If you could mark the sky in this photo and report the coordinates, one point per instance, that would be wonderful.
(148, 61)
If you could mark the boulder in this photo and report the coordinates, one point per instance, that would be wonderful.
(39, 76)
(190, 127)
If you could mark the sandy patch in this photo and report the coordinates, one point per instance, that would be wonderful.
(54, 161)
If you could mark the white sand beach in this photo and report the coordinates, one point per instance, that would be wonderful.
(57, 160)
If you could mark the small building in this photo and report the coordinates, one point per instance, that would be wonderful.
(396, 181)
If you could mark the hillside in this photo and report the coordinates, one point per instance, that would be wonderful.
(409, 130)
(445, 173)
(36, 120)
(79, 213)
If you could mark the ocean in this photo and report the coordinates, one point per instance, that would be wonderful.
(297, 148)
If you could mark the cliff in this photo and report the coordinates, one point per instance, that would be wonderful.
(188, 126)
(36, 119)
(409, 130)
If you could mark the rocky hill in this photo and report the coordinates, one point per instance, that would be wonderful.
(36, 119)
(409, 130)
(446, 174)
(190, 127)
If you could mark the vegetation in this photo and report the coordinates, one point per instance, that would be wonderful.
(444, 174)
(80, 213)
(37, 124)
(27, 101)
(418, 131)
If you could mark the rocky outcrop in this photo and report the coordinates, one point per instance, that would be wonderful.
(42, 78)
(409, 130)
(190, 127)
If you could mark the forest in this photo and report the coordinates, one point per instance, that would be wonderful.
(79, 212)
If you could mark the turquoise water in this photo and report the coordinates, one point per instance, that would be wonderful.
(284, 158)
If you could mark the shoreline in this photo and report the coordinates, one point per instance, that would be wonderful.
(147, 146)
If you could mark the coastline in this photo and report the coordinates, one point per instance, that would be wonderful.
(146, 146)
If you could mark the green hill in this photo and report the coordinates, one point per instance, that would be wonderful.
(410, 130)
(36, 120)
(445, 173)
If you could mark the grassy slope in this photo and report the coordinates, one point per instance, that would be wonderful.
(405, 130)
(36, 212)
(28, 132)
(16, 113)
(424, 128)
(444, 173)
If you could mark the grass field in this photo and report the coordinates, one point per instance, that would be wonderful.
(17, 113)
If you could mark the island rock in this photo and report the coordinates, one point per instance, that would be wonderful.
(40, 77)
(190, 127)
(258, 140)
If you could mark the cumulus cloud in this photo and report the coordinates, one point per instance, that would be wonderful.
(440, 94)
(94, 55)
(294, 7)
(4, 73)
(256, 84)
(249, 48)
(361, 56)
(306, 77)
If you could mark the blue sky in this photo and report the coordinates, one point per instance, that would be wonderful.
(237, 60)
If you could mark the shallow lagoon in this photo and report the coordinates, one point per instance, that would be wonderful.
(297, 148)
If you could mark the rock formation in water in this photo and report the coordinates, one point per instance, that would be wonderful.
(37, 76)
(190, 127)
============
# Work required
Copy out exactly the lines running from the line with "If you could mark the coastline" to the end of the records, inclusive.

# Written response
If you could mark the coastline in this photo and report the coordinates, one point per instance, that would be wonderful.
(146, 146)
If you could mark the green hill in this photo and report the coordinates, one point per instance, that would be wonderful.
(410, 130)
(36, 120)
(445, 173)
If you could mark the grassy slope in this photo and report the coordinates, one point per instance, that would be wonderful.
(405, 130)
(36, 212)
(28, 132)
(16, 113)
(424, 128)
(444, 173)
If you could mark the grass field in this photo and report the coordinates, one point per instance, that would be wonderful.
(17, 113)
If you could mark the island rock in this photo and report the coordinates, one point per instance, that would be wonderful.
(40, 77)
(190, 127)
(258, 140)
If you could mark the cumulus cloud in this photo and report the coordinates, one point per instance, that would be wonderful.
(440, 94)
(94, 55)
(294, 7)
(4, 73)
(256, 84)
(249, 48)
(361, 56)
(306, 77)
If you could mark the blue sky in this photo and report the coordinates, one point per instance, that would be wonderful.
(237, 60)
If you could mark the shallow lagoon in this photo and report the coordinates, one point per instance, that would be wonderful.
(297, 148)
If you could mark the rock formation in water in this photo and report the coordinates, one point per instance, that would be wonderful.
(37, 76)
(190, 127)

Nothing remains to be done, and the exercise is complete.